─── DOCUMENT EXTRACT ───

Admestina tibialis is a small jumping spider with distinctive sexually dimorphic characteristics.

===Females===
Females are small spiders with the first leg pair having enlarged femur and tibia segments. The carapace is low and flat, nearly twice as long as wide, with the ocular region occupying about one third of the carapace length. The chelicerae have a fang groove with a single simple retromarginal tooth.

Females have first legs and palps essentially similar to males except that they are lighter in color, resembling the other legs.

===Males===
Males are approximately 3.25 mm in length with a leg formula of 4132, indicating that the fourth leg is longest and the second leg is shortest. The first pair of legs is notably thickened and enlarged compared to the other legs. The cephalothorax is longer than wide in a ratio of 59:37 and shows only slight swelling opposite the second legs. The eyes occupy slightly more than one third of the carapace length. The clypeus width is nearly equal to one third of the diameter of the anterior median eyes, which project considerably. The fang groove contains a single small retromarginal tooth and two small promarginal teeth. The male pedipalp has a strongly curved femur, a tibia with a single stout retrolateral apophysis, and a much swollen bulb with a short strongly curved embolus at the anterior end.

The coloration of males shows a cephalothorax that is generally dark mahogany brown, almost black in the eye region, overlaid with white hairs. The first pair of legs and palps are brownish, while the other legs are yellowish with dark annulations. The opisthosoma displays a broad lanceolate central dorsal brown stripe with six pairs of lateral extensions. Laterally, the abdomen is yellowish with many chalky white patches, and ventrally it is whitish with a broad central dusky stripe and a pair of ventrolateral broken narrow dusky stripes.

───

§ **EXERCISES**:
• a. Turn the paragraph of the spider description that begins "The coloration of males" into a short list that keeps its main facts.
• b. Output the part of the spider description between "Admestina tibialis is" and "resembling the other legs.", inclusive.
• c. Name every part of the male pedipalp that the spider description mentions.

─── EXERCISE DATA ───

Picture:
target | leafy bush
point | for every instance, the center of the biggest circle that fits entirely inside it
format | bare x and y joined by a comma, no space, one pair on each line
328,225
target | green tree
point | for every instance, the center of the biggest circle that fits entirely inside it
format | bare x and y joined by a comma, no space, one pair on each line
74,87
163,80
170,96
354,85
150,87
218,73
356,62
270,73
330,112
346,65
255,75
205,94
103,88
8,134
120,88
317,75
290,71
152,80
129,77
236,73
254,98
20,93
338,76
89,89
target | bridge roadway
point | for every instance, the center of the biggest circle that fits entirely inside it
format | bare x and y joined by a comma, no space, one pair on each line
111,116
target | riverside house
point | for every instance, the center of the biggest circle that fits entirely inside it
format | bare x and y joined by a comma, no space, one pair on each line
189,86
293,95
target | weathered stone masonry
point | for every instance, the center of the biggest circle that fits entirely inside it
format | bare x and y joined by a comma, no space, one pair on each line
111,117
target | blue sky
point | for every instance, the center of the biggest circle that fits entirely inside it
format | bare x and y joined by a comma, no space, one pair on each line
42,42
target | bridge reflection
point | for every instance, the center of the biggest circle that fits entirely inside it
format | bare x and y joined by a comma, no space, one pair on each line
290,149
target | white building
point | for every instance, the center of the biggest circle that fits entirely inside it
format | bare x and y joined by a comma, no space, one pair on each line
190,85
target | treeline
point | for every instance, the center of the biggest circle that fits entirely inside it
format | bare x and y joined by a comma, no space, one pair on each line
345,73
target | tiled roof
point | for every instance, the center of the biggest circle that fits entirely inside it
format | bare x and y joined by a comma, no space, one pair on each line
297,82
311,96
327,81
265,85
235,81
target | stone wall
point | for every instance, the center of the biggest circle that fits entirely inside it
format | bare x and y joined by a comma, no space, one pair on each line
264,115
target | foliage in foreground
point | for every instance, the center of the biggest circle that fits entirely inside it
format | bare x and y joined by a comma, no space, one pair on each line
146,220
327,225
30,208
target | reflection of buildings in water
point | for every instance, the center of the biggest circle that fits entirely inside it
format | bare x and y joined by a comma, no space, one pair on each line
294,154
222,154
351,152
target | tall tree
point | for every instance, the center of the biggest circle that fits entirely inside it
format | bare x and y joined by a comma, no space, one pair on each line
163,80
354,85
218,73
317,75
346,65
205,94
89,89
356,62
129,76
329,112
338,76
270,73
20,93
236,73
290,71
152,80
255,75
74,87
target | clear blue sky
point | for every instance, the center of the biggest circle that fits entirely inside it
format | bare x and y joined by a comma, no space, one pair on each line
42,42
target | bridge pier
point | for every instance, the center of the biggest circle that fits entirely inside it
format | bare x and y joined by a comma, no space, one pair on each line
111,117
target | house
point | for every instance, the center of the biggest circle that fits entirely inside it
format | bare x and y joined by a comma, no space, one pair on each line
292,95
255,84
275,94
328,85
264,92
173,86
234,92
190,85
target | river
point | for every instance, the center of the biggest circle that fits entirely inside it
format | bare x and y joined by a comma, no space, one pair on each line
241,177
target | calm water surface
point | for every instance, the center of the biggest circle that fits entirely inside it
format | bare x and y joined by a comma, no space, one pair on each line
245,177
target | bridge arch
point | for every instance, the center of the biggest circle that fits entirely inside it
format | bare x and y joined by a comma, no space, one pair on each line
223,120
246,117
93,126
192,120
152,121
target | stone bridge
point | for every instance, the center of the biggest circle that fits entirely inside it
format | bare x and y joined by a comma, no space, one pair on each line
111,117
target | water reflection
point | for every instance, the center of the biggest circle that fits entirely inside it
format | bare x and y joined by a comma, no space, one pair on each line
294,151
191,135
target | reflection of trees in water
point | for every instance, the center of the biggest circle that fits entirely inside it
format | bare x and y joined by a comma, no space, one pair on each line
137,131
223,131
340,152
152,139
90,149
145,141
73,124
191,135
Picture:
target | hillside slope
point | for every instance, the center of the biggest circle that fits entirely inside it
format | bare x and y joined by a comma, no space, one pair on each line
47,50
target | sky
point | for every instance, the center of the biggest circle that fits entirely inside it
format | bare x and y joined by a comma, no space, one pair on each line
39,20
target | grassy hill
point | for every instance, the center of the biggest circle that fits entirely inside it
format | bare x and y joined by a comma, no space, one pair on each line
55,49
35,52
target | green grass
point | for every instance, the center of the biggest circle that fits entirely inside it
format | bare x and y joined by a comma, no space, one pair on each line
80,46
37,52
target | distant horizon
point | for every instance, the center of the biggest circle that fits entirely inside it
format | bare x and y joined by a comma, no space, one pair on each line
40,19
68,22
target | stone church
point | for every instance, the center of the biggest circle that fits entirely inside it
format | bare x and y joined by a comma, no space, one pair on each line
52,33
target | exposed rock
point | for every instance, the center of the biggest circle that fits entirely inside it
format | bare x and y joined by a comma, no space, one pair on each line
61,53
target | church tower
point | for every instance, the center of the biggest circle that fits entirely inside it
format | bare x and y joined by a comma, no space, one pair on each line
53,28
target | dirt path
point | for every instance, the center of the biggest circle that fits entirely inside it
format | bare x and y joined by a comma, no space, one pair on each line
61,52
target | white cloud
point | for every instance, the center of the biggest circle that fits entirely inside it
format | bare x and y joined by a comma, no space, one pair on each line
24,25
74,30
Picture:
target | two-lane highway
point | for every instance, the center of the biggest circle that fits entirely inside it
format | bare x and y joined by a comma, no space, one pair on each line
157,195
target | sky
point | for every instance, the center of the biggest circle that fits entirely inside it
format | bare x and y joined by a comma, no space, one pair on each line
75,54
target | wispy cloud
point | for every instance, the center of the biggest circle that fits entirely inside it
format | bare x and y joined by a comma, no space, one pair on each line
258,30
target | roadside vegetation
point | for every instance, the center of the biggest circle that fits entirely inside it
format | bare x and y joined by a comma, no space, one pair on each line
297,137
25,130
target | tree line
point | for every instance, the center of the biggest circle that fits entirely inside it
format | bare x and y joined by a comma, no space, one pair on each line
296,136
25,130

───

§ **SOLUTION SET**:
• a.
- Cephalothorax: dark mahogany brown, almost black in the eye region, covered with white hairs
- First legs and palps: brownish
- Other legs: yellowish with dark rings
- Opisthosoma, top: a broad lance-shaped brown central stripe with six pairs of side extensions
- Abdomen, sides: yellowish with many chalky white patches
- Abdomen, underside: whitish, with a broad dusky central stripe and a pair of broken, narrow dusky stripes along the lower sides

• b.
Admestina tibialis is a small jumping spider with distinctive sexually dimorphic characteristics.

===Females===
Females are small spiders with the first leg pair having enlarged femur and tibia segments. The carapace is low and flat, nearly twice as long as wide, with the ocular region occupying about one third of the carapace length. The chelicerae have a fang groove with a single simple retromarginal tooth.

Females have first legs and palps essentially similar to males except that they are lighter in color, resembling the other legs.

• c.
- Femur
- Tibia
- Retrolateral apophysis
- Bulb
- Embolus